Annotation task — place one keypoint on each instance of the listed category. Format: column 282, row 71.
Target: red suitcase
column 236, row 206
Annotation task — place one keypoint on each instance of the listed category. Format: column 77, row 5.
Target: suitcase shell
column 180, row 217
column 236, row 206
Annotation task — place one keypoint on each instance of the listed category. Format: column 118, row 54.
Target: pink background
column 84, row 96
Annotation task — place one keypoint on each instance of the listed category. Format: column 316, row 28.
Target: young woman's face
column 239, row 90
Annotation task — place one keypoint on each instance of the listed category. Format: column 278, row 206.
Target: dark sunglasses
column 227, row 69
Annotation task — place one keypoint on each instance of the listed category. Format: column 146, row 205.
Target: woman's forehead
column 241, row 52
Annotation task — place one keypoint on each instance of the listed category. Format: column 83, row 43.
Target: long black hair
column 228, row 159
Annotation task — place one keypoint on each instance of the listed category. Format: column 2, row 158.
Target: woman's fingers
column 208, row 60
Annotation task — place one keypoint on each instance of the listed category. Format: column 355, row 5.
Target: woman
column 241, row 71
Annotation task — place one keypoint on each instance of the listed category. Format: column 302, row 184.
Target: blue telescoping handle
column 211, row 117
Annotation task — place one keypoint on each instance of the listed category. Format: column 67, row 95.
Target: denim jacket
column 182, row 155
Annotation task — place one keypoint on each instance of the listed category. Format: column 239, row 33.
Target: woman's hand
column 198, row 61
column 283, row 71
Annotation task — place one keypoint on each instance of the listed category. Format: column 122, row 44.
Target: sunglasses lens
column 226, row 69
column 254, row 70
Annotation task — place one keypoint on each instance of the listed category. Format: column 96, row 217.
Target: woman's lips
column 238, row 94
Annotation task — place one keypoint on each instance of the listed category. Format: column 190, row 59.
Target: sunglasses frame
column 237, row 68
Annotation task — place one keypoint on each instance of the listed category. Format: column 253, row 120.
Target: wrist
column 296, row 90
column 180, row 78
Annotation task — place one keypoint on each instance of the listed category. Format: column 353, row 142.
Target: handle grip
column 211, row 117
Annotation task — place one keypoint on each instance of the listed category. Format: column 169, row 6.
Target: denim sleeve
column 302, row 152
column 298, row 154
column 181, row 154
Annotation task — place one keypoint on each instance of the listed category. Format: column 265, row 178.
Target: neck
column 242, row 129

══════════════════════════════

Goal. Output every line of the listing above as a JSON array of strings, with one string per line and blank lines omitted.

Answer to this task.
[
  "Annotation task — place one keypoint on each instance of the listed category. Format: column 282, row 71.",
  "Target: red suitcase",
  "column 236, row 206",
  "Annotation task — place one keypoint on each instance of the listed category. Format: column 77, row 5.",
  "Target: suitcase shell",
  "column 180, row 217",
  "column 236, row 206",
  "Annotation task — place one keypoint on each instance of the listed category. Format: column 118, row 54.",
  "Target: pink background",
  "column 84, row 96",
  "Annotation task — place one keypoint on each instance of the listed category. Format: column 316, row 28.",
  "Target: young woman's face",
  "column 239, row 90",
  "Annotation task — place one keypoint on each instance of the listed category. Format: column 278, row 206.",
  "Target: dark sunglasses",
  "column 227, row 69",
  "Annotation task — place one keypoint on each instance of the listed category. Format: column 146, row 205.",
  "Target: woman's forehead",
  "column 241, row 52",
  "Annotation task — place one keypoint on each instance of the listed category. Format: column 83, row 43.",
  "Target: long black hair",
  "column 228, row 159",
  "Annotation task — place one keypoint on each instance of the listed category. Format: column 2, row 158.",
  "Target: woman's fingers",
  "column 208, row 60",
  "Annotation task — place one keypoint on each instance of the listed category. Format: column 355, row 5.",
  "Target: woman",
  "column 241, row 71",
  "Annotation task — place one keypoint on each instance of the listed category. Format: column 302, row 184.",
  "Target: blue telescoping handle",
  "column 211, row 117",
  "Annotation task — place one keypoint on each instance of the listed category. Format: column 67, row 95.",
  "Target: denim jacket",
  "column 182, row 155",
  "Annotation task — place one keypoint on each instance of the listed category. Format: column 239, row 33.",
  "Target: woman's hand",
  "column 198, row 61",
  "column 283, row 71",
  "Annotation task — place one keypoint on each instance of the listed category. Format: column 122, row 44.",
  "Target: sunglasses lens",
  "column 226, row 69",
  "column 254, row 70",
  "Annotation task — place one keypoint on each instance of the listed category. Format: column 96, row 217.",
  "Target: woman's lips",
  "column 238, row 94",
  "Annotation task — place one keypoint on each instance of the listed category. Format: column 190, row 59.",
  "Target: sunglasses frame",
  "column 237, row 68",
  "Annotation task — place one keypoint on each instance of the listed category. Format: column 253, row 120.",
  "Target: wrist",
  "column 296, row 90",
  "column 180, row 78",
  "Annotation task — place one keypoint on each instance of the listed category. Format: column 353, row 142.",
  "Target: handle grip",
  "column 211, row 117",
  "Annotation task — place one keypoint on each instance of the listed category. Format: column 169, row 6.",
  "Target: denim sleeve",
  "column 302, row 152",
  "column 298, row 154",
  "column 181, row 154",
  "Annotation task — place one keypoint on each instance of the listed category. Format: column 265, row 178.",
  "Target: neck",
  "column 242, row 129"
]